§ Input material

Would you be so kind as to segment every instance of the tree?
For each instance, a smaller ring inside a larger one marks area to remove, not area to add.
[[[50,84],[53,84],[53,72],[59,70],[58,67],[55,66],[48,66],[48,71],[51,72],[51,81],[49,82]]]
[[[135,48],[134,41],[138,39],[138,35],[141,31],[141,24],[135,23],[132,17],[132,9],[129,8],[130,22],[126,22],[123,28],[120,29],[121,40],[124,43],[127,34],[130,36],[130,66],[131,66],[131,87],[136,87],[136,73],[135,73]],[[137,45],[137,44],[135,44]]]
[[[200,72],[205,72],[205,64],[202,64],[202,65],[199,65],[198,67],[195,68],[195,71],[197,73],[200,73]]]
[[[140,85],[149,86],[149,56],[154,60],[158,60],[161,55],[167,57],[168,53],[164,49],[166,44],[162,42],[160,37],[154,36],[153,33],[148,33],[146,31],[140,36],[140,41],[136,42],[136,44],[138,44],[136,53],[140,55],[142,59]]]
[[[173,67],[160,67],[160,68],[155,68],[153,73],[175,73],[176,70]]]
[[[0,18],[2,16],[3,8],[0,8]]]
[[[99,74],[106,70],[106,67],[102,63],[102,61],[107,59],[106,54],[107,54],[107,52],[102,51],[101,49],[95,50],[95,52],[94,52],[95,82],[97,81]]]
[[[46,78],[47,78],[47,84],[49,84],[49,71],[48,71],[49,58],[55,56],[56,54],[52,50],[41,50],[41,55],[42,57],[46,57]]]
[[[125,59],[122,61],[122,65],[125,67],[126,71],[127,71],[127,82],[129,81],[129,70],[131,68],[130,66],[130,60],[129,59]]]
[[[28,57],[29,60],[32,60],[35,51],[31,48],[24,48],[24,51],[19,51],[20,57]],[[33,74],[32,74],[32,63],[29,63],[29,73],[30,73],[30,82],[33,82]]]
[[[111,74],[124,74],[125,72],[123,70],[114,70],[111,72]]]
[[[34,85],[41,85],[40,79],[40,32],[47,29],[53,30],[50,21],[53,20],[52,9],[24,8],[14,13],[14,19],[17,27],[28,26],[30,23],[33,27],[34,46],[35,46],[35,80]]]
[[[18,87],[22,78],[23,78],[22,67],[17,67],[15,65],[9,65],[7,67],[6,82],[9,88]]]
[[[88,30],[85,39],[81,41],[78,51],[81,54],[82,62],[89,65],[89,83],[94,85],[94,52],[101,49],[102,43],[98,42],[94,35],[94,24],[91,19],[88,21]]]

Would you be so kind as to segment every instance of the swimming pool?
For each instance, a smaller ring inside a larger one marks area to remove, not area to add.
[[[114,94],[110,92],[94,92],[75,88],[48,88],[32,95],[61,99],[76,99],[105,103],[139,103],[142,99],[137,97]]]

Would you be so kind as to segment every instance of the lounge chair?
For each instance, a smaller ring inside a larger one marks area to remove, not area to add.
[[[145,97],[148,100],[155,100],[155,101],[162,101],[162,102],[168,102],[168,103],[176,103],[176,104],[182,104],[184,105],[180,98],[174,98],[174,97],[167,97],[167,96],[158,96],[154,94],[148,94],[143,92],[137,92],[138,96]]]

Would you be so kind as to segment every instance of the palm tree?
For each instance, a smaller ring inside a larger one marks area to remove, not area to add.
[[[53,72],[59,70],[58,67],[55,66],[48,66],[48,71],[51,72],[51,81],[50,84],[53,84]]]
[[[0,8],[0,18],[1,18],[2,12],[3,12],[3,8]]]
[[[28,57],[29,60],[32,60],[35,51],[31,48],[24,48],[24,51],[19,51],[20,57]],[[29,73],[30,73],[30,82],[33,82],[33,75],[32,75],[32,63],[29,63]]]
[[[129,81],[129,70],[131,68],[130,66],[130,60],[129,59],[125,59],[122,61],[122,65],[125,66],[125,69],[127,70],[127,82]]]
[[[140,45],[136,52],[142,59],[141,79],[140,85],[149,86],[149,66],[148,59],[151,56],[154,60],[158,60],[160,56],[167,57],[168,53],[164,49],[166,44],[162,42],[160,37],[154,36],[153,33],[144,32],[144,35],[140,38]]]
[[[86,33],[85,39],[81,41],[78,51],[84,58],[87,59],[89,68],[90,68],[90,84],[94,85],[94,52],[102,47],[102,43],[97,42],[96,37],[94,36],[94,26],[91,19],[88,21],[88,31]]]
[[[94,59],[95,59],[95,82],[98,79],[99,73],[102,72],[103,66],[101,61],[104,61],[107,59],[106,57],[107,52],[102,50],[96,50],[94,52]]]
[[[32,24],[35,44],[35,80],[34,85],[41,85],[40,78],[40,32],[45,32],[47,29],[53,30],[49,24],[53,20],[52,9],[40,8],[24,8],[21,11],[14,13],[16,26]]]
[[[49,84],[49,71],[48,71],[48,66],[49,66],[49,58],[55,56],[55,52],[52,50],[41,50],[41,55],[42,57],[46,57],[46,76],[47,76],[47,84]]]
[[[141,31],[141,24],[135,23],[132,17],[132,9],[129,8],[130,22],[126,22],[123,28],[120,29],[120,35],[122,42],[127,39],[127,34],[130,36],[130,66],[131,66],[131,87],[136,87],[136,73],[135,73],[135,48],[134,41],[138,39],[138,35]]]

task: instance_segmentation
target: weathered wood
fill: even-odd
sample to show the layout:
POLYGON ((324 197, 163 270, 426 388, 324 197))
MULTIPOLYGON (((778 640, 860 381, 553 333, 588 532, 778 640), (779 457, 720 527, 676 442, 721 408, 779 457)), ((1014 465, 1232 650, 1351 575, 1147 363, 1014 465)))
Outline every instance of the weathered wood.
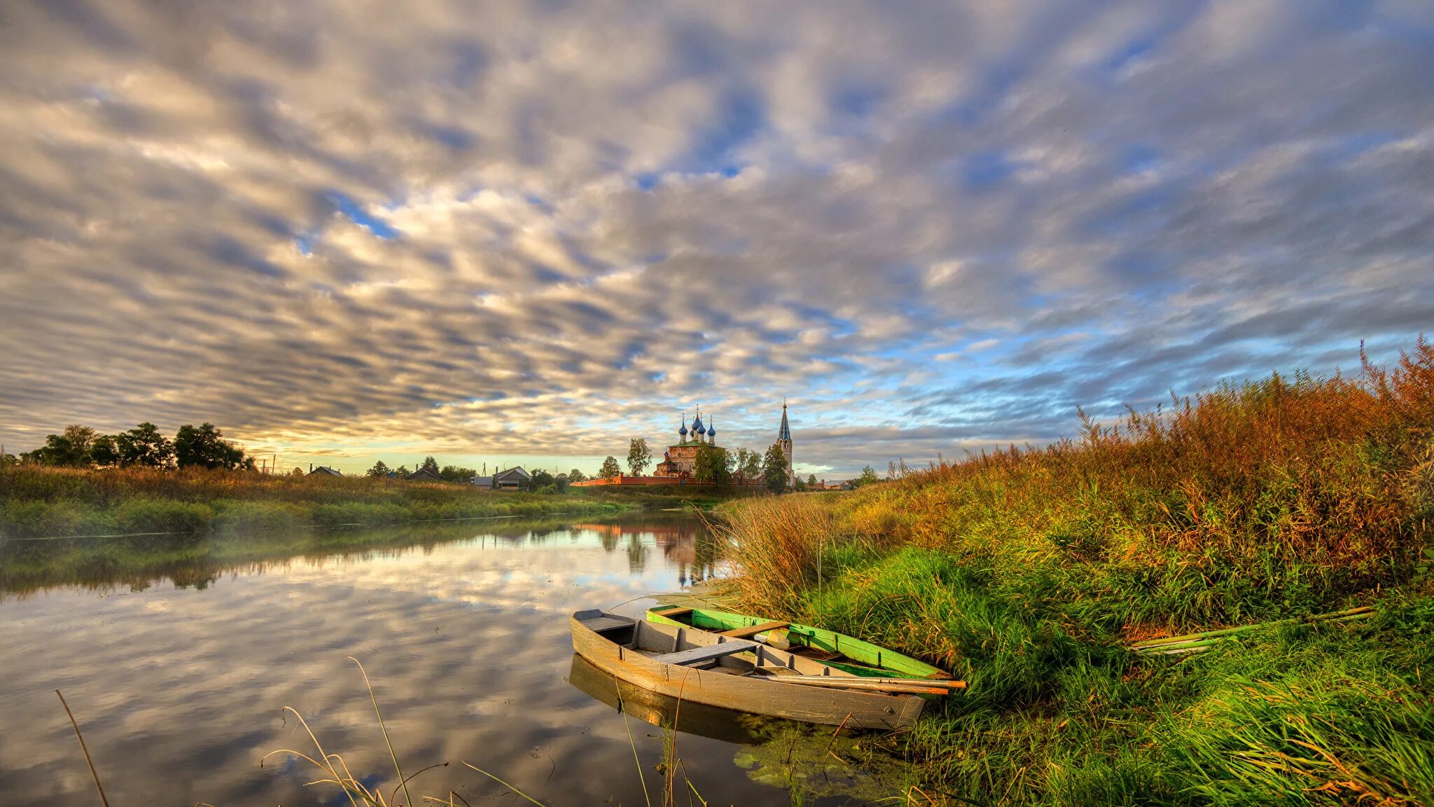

§ Task statement
Please list every line of the records above that contains the word "Would", copying each line in full.

§ Response to this task
Would you be so kind as to segment every instance of the tree?
Would you be so kind as to segment every instance of the swimming pool?
Would you be so kind as to segment every instance of the lounge chair?
Would you be so kind as to segment every instance of the palm tree?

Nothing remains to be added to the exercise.